• _ACTIVITY_
Starting with the first line below, extract each line through the one that contains "positive clicks: (21, 630) (8, 608) (11, 578)", inclusive, excluding pictures.

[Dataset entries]
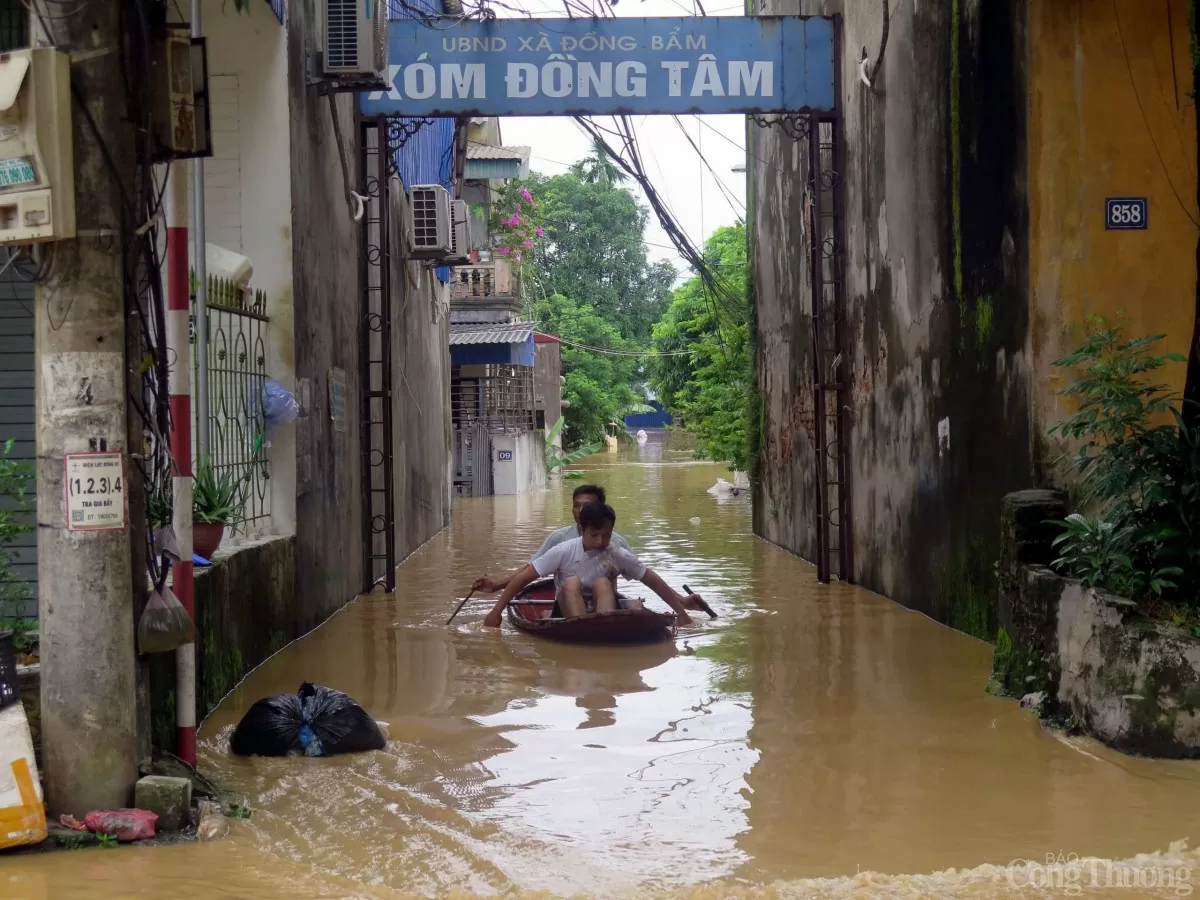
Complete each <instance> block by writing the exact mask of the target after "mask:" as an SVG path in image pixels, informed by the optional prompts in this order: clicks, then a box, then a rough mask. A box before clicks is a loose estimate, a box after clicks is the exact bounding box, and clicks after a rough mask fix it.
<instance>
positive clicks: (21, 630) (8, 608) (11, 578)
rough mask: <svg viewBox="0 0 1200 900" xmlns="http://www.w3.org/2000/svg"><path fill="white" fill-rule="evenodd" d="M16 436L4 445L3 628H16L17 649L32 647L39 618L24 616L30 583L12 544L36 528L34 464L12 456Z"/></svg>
mask: <svg viewBox="0 0 1200 900" xmlns="http://www.w3.org/2000/svg"><path fill="white" fill-rule="evenodd" d="M14 445H16V440H14V439H13V438H8V440H6V442H5V443H4V445H2V448H0V631H13V632H14V638H16V644H17V649H22V650H24V649H29V643H30V632H31V631H32V629H34V628H35V625H36V620H35V619H28V618H24V617H23V616H22V612H23V611H22V606H24V601H25V600H28V599H29V598H30V595H31V592H30V589H29V584H28V583H26V582H24V581H22V580H19V578H17V576H16V574H14V572H13V570H12V554H11V552H10V550H8V548H10V547H11V546H12V542H13V541H16V540H17V538H18V536H20V535H22V534H26V533H29V532H31V530H32V529H34V526H32V523H31V522H30V520H29V512H30V511H31V509H32V502H31V498H30V488H31V487H32V485H34V467H32V466H30V464H29V463H26V462H22V461H19V460H13V458H12V449H13V446H14Z"/></svg>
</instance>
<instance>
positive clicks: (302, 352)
mask: <svg viewBox="0 0 1200 900" xmlns="http://www.w3.org/2000/svg"><path fill="white" fill-rule="evenodd" d="M305 8H306V5H305V4H288V6H287V13H288V96H289V106H290V110H292V116H290V121H289V124H290V131H292V161H290V168H292V197H293V204H292V235H293V238H292V247H293V257H292V259H293V289H294V308H295V370H296V380H298V384H299V385H301V394H302V395H306V396H305V397H304V400H305V401H306V402H307V403H308V415H307V416H306V418H304V419H299V420H296V426H295V430H296V494H298V497H296V583H298V584H300V586H301V589H300V592H299V593H298V594H296V604H298V606H299V612H300V614H299V620H300V622H301V623H302V625H304V630H307V629H311V628H314V626H316V625H318V624H320V623H322V622H323V620H324V619H325V618H326V617H328V616H329V614H330V613H332V612H335V611H336V610H337V608H340V607H341V606H342V605H343V604H344V602H347V601H348V600H350V599H353V598H354V596H355V595H356V594H358V593H359V590H361V589H362V582H364V572H362V544H361V541H362V479H361V474H360V473H361V466H362V452H361V446H360V428H359V418H360V409H361V401H360V397H359V385H358V372H359V324H360V304H361V295H360V292H359V288H358V286H359V238H360V235H359V232H360V227H359V224H358V223H355V222H354V221H352V218H350V212H349V208H348V205H347V200H346V181H344V180H343V174H342V166H341V162H340V158H338V148H337V140H336V136H335V132H334V120H332V115H331V113H330V102H329V100H328V98H326V97H324V96H320V95H318V94H317V91H316V90H311V89H310V88H308V86H307V84H306V77H305V72H306V67H305V65H306V64H305V38H306V36H310V35H311V29H312V24H311V23H307V22H305ZM354 104H355V95H353V94H338V95H334V107H335V108H336V110H337V116H338V121H340V131H341V138H342V142H343V145H344V150H346V156H347V163H348V166H349V178H350V179H353V180H354V181H352V184H355V182H356V180H358V179H356V172H358V163H356V161H358V158H359V144H360V142H359V133H358V126H356V124H355V115H354ZM280 163H281V164H284V161H282V160H281V161H280ZM331 380H334V382H335V383H337V382H342V383H343V384H344V402H343V403H341V406H340V416H338V419H337V420H335V418H334V416H332V415H331V414H330V398H331V397H330V382H331ZM305 389H307V390H305ZM337 390H340V389H337Z"/></svg>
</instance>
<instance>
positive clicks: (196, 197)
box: [191, 0, 211, 460]
mask: <svg viewBox="0 0 1200 900" xmlns="http://www.w3.org/2000/svg"><path fill="white" fill-rule="evenodd" d="M192 37H203V32H202V28H200V0H192ZM210 112H211V110H210ZM210 139H211V136H210ZM191 224H192V259H193V260H194V262H193V268H194V269H196V359H197V360H199V365H198V366H197V367H196V452H197V456H199V458H202V460H203V458H204V457H205V456H208V454H209V313H208V310H209V270H208V258H206V257H208V254H206V251H205V247H206V245H208V239H206V238H205V233H204V160H203V157H198V158H196V160H192V222H191Z"/></svg>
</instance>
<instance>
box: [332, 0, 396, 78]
mask: <svg viewBox="0 0 1200 900" xmlns="http://www.w3.org/2000/svg"><path fill="white" fill-rule="evenodd" d="M322 5H323V6H324V17H323V24H324V47H323V50H324V54H323V55H324V61H323V68H324V73H325V77H326V78H329V79H330V80H334V82H342V83H347V84H355V85H359V84H361V85H374V86H379V88H385V86H388V85H386V72H388V2H386V0H322Z"/></svg>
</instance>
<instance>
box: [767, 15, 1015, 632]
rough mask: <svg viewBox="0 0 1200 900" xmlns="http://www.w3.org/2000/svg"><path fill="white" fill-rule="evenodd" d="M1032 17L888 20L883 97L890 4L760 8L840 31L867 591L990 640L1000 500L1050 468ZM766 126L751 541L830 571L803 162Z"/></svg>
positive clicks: (862, 533)
mask: <svg viewBox="0 0 1200 900" xmlns="http://www.w3.org/2000/svg"><path fill="white" fill-rule="evenodd" d="M1010 7H1016V8H1010ZM1021 10H1024V5H998V4H984V2H982V0H954V2H947V4H904V5H893V7H892V10H890V16H889V37H888V44H887V49H886V53H884V55H883V64H882V66H881V68H880V72H878V76H877V77H876V79H875V84H874V86H872V88H868V86H866V85H865V84H863V82H862V80H860V78H859V59H860V55H862V53H863V52H864V49H865V52H866V54H868V55H869V56H870V58H871V60H872V61H874V59H875V58H876V56H877V54H878V50H880V43H881V36H882V32H883V18H882V13H881V5H880V4H878V2H876V0H845V2H833V1H830V2H803V4H799V5H798V4H796V2H791V1H788V0H766V1H764V2H763V4H762V5H761V6H760V7H758V10H757V12H760V13H761V14H790V13H806V14H834V13H840V14H841V16H842V17H844V19H842V28H844V31H842V59H841V66H840V71H839V76H840V98H841V102H842V104H844V110H842V112H844V142H845V144H844V146H845V170H844V172H840V173H839V179H840V181H841V184H842V190H844V192H845V193H844V199H845V211H846V223H845V234H846V239H847V242H846V247H845V270H844V272H845V278H846V292H845V294H846V310H845V316H846V323H847V324H846V329H845V331H846V347H845V348H844V349H845V350H846V352H847V356H848V360H850V368H851V378H852V410H851V422H852V425H851V432H850V437H851V442H850V443H851V450H850V462H851V473H852V475H851V484H852V496H851V498H850V506H851V516H852V530H853V535H854V559H856V571H854V580H856V581H857V582H859V583H862V584H864V586H865V587H868V588H870V589H874V590H877V592H880V593H882V594H886V595H887V596H890V598H893V599H895V600H898V601H900V602H902V604H905V605H907V606H912V607H916V608H920V610H923V611H925V612H929V613H930V614H932V616H935V617H936V618H938V619H941V620H943V622H947V623H948V624H950V625H953V626H956V628H960V629H962V630H966V631H968V632H971V634H976V635H979V636H983V637H990V636H991V635H992V632H994V630H995V613H994V611H992V610H991V606H992V602H991V600H990V599H989V598H990V577H991V563H992V560H994V559H995V552H996V546H997V544H998V534H997V526H996V523H997V521H998V515H997V512H998V505H1000V498H1001V497H1002V496H1003V493H1004V492H1006V491H1009V490H1013V488H1014V487H1016V486H1027V485H1028V484H1031V482H1032V481H1033V473H1034V464H1033V454H1032V445H1031V439H1030V431H1028V412H1027V403H1028V401H1027V390H1026V384H1027V368H1028V367H1027V364H1026V361H1025V342H1026V322H1027V292H1026V276H1025V274H1026V271H1027V262H1026V252H1025V247H1026V246H1027V244H1026V238H1025V235H1026V230H1027V229H1026V224H1025V209H1026V200H1025V193H1024V191H1025V178H1024V174H1022V173H1024V168H1025V158H1026V156H1025V138H1024V134H1025V127H1026V126H1025V116H1024V113H1022V112H1021V110H1024V108H1025V103H1026V101H1025V91H1026V88H1025V71H1024V66H1022V65H1020V64H1019V62H1018V60H1019V52H1018V48H1019V47H1021V46H1022V41H1024V29H1025V24H1024V22H1022V20H1021V18H1020V17H1021V14H1022V13H1021ZM960 85H970V90H966V91H964V90H960ZM750 131H751V132H752V133H751V148H752V149H751V161H750V162H751V166H752V170H754V175H752V181H751V185H752V216H754V222H755V235H754V239H752V240H754V245H752V246H754V257H752V264H754V290H755V295H756V341H757V365H758V374H757V383H758V390H760V402H761V414H760V415H761V424H760V434H758V446H760V460H758V466H757V472H756V474H757V476H758V478H757V484H756V487H755V499H756V504H755V528H756V532H757V533H758V534H761V535H762V536H764V538H767V539H768V540H772V541H774V542H776V544H779V545H781V546H784V547H785V548H787V550H791V551H792V552H796V553H798V554H800V556H803V557H805V558H808V559H814V554H815V550H816V540H815V515H814V508H812V504H814V496H815V488H814V482H815V464H816V458H815V452H814V442H812V416H814V408H812V371H811V365H812V364H811V340H812V338H811V287H810V283H809V275H808V268H809V266H808V260H806V257H805V246H806V244H805V242H806V235H804V233H803V227H802V222H803V206H802V203H803V192H804V187H805V185H804V182H805V181H806V180H808V172H806V170H805V160H806V149H805V146H804V144H803V143H798V142H793V140H792V139H791V138H790V137H787V136H786V134H784V133H782V132H780V131H779V128H775V127H772V128H755V127H754V126H751V128H750ZM960 149H961V150H960ZM965 296H972V298H978V299H979V302H978V304H971V305H968V304H966V302H964V301H960V298H965ZM940 426H941V430H942V434H943V437H942V438H941V439H940V437H938V433H940Z"/></svg>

• _ANSWER SPACE_
Complete each <instance> block by writing the exact mask of the target after "mask:" as an SVG path in image pixels, informed by the optional prompts in this order: clicks, then a box, then a rough mask. A box before clicks is a loose estimate, a box after clicks is the exact bounding box, and clicks after a rough mask fix it.
<instance>
positive clicks: (21, 630) (8, 608) (11, 578)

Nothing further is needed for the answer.